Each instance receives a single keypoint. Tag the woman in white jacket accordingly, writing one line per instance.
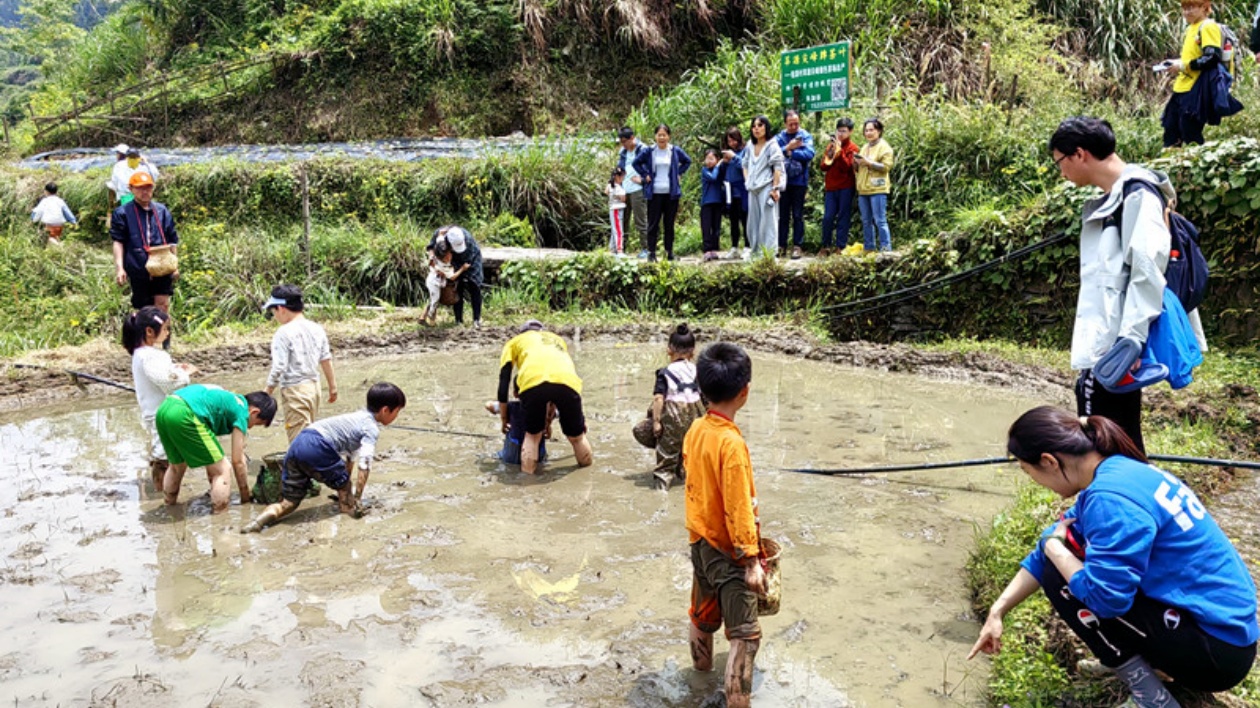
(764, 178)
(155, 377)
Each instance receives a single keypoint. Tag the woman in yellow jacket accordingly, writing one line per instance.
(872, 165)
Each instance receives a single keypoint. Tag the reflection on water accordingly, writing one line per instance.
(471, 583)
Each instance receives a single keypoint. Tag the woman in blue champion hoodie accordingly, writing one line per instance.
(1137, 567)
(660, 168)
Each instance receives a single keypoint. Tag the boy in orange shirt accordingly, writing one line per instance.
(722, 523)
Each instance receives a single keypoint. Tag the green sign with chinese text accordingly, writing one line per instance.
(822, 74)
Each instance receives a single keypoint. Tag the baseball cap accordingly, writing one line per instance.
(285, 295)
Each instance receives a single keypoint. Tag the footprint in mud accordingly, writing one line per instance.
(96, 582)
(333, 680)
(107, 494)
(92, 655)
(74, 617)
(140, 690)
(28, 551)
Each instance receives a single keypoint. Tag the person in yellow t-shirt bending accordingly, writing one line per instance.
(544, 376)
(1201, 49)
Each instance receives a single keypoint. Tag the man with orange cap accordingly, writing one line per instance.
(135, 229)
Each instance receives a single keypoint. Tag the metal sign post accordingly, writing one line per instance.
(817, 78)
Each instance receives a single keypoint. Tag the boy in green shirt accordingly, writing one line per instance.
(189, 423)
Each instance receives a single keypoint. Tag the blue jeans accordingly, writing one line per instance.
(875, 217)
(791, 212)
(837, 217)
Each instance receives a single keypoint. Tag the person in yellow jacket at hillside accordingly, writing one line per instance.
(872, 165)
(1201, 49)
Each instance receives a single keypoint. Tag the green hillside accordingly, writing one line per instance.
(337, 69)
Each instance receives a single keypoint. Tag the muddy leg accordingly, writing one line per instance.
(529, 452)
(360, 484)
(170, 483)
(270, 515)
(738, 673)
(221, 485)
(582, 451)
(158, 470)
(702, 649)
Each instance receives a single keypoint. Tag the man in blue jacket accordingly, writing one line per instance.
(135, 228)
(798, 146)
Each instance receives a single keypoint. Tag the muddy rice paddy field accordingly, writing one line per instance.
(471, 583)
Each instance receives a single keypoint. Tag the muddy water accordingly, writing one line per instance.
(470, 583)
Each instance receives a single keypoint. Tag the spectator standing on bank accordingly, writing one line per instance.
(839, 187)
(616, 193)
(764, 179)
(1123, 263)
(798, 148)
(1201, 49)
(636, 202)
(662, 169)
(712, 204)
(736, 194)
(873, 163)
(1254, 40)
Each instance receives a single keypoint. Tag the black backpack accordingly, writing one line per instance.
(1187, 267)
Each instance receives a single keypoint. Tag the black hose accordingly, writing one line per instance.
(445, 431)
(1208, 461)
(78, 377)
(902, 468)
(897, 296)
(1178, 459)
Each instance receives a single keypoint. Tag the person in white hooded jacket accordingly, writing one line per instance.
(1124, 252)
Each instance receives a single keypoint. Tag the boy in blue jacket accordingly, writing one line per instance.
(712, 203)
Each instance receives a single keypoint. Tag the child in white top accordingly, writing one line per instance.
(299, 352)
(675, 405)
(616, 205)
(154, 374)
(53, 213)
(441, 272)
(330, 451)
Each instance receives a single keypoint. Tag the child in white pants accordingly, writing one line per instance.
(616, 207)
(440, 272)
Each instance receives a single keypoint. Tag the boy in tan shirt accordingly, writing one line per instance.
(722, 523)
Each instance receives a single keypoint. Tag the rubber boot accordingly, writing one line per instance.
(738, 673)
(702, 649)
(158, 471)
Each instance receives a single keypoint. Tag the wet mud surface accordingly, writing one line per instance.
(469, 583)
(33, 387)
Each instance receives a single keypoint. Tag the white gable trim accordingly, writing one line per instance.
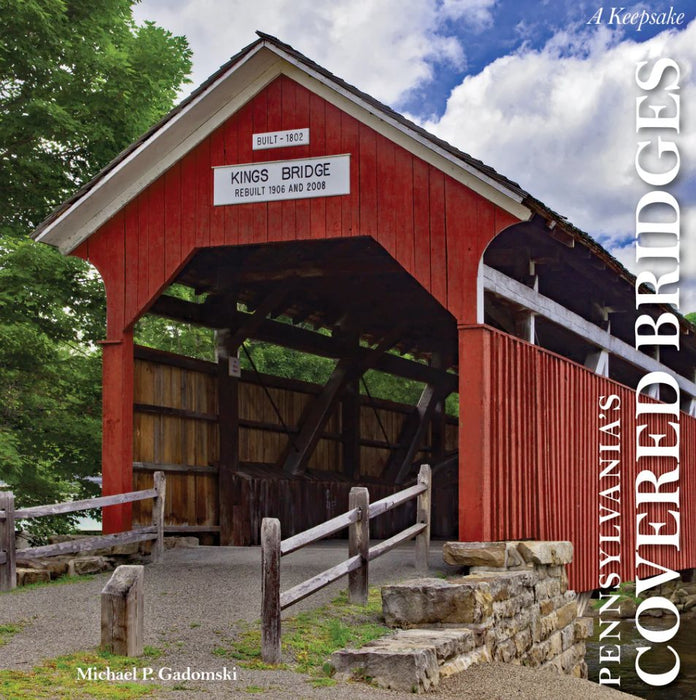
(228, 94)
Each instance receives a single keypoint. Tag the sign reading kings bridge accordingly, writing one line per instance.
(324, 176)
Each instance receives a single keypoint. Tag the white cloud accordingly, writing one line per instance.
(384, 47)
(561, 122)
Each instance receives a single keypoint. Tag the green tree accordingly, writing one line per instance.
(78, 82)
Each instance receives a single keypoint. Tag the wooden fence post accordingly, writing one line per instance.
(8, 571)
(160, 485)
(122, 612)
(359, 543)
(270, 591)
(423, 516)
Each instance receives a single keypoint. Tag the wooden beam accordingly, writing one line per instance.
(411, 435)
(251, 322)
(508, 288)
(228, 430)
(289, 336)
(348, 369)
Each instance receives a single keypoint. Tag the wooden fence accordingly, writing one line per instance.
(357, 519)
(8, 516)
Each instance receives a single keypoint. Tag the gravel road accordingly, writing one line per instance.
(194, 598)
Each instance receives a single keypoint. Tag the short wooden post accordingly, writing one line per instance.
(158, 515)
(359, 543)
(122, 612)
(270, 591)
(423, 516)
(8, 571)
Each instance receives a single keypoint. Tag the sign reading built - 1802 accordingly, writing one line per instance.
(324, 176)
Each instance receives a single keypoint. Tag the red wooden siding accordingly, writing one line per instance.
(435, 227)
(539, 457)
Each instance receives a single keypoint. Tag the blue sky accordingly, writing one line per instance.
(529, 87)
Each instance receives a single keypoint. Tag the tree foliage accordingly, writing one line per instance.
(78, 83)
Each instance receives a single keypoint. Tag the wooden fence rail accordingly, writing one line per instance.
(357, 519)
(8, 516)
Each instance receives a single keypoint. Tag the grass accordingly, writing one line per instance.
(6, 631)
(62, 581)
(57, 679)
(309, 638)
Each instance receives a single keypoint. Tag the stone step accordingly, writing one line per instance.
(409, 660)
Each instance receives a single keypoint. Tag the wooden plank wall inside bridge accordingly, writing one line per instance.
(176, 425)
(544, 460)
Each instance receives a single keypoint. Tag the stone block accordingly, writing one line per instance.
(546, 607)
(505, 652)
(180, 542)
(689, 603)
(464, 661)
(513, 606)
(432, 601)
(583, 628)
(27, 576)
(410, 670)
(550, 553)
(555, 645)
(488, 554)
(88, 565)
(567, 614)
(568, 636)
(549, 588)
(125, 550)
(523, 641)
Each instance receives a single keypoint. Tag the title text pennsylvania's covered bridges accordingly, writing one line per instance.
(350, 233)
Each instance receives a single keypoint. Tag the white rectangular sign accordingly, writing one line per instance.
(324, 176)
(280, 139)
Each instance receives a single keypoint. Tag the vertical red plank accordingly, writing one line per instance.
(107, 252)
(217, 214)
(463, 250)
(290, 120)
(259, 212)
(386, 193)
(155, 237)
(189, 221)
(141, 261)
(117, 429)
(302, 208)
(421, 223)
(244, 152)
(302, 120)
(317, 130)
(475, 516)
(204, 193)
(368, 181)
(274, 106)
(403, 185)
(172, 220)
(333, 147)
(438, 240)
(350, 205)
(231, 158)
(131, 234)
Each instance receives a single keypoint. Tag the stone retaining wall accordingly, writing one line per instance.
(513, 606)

•••

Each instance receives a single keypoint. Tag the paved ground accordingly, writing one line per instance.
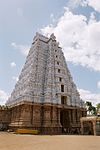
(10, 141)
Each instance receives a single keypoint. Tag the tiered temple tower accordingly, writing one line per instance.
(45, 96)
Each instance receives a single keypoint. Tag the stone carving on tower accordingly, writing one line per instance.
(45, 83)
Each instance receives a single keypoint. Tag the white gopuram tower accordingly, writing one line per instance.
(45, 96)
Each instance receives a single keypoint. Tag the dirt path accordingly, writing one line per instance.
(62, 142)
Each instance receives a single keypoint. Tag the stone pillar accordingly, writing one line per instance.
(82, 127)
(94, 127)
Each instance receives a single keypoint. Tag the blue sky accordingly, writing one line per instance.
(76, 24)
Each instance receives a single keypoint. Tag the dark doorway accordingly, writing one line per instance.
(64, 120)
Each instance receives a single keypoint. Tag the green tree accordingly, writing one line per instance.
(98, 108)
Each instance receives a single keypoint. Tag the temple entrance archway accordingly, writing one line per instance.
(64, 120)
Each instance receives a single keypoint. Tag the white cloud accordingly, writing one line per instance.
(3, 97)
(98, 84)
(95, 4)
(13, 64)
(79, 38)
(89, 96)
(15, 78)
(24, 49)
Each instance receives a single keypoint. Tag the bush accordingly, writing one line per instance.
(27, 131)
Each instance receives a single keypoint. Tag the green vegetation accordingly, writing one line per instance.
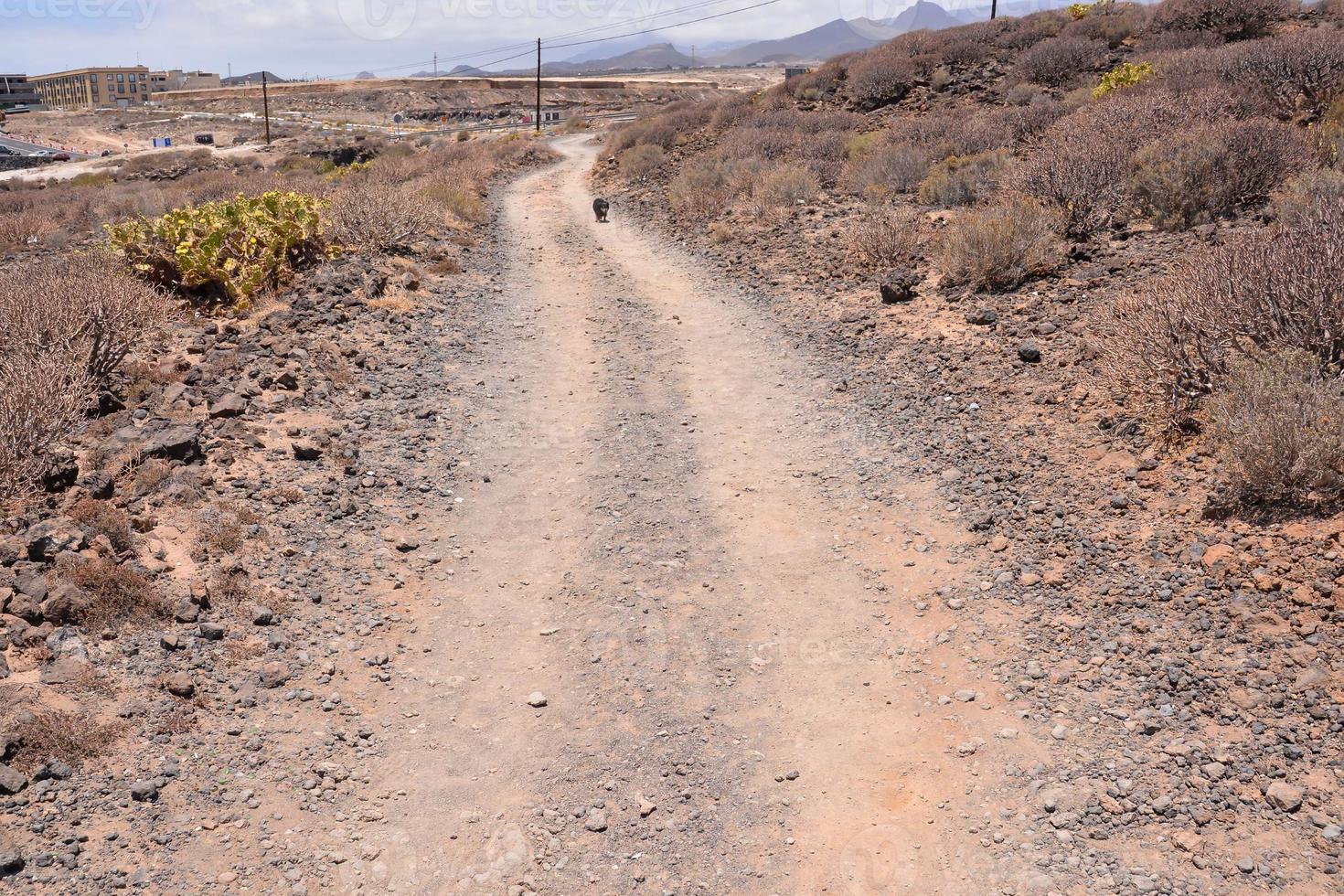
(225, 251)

•••

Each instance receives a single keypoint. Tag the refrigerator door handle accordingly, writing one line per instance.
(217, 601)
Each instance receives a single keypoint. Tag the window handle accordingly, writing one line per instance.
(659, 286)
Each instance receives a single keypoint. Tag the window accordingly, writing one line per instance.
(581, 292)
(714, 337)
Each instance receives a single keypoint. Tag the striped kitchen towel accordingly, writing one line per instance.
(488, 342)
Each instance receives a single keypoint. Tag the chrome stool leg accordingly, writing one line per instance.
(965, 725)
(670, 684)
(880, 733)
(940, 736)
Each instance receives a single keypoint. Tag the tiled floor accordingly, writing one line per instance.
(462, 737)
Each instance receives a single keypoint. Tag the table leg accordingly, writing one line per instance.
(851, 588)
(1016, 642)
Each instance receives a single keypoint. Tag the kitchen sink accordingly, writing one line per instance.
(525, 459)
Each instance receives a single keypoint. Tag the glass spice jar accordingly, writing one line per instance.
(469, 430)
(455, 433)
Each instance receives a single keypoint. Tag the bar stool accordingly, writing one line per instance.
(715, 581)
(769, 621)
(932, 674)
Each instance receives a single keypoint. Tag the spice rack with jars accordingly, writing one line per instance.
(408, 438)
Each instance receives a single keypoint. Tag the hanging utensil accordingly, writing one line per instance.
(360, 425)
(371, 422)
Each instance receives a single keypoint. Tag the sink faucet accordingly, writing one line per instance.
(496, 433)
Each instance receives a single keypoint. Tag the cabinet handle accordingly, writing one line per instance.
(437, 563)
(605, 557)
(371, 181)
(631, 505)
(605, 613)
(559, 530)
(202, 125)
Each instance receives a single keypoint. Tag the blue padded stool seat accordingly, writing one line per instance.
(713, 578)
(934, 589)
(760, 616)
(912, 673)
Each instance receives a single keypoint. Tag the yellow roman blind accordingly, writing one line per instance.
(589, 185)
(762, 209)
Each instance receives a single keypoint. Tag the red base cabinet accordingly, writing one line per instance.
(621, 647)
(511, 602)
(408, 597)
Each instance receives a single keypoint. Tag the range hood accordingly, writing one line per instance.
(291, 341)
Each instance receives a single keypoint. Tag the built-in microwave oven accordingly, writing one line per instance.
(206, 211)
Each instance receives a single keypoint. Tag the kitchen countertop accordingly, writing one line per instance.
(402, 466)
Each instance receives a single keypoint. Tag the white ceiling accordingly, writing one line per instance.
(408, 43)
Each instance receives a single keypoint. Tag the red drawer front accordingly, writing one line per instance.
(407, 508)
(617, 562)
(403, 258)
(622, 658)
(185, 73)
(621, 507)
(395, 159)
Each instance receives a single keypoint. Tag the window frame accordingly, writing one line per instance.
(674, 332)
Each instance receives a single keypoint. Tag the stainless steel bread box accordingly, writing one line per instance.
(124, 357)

•••

Pick out every line of the entries above that contains the word "fence", and copy each one. Case matters.

▶ _Final result_:
Each instance receives a single keypoint. Tag the wooden fence post accordingly, writing one line per instance.
Each instance receives a single keypoint. Tag the wooden fence accordingly, writing one line per instance.
Each instance receives a single keypoint. Tag the wooden fence rail accordingly, writing one line per instance.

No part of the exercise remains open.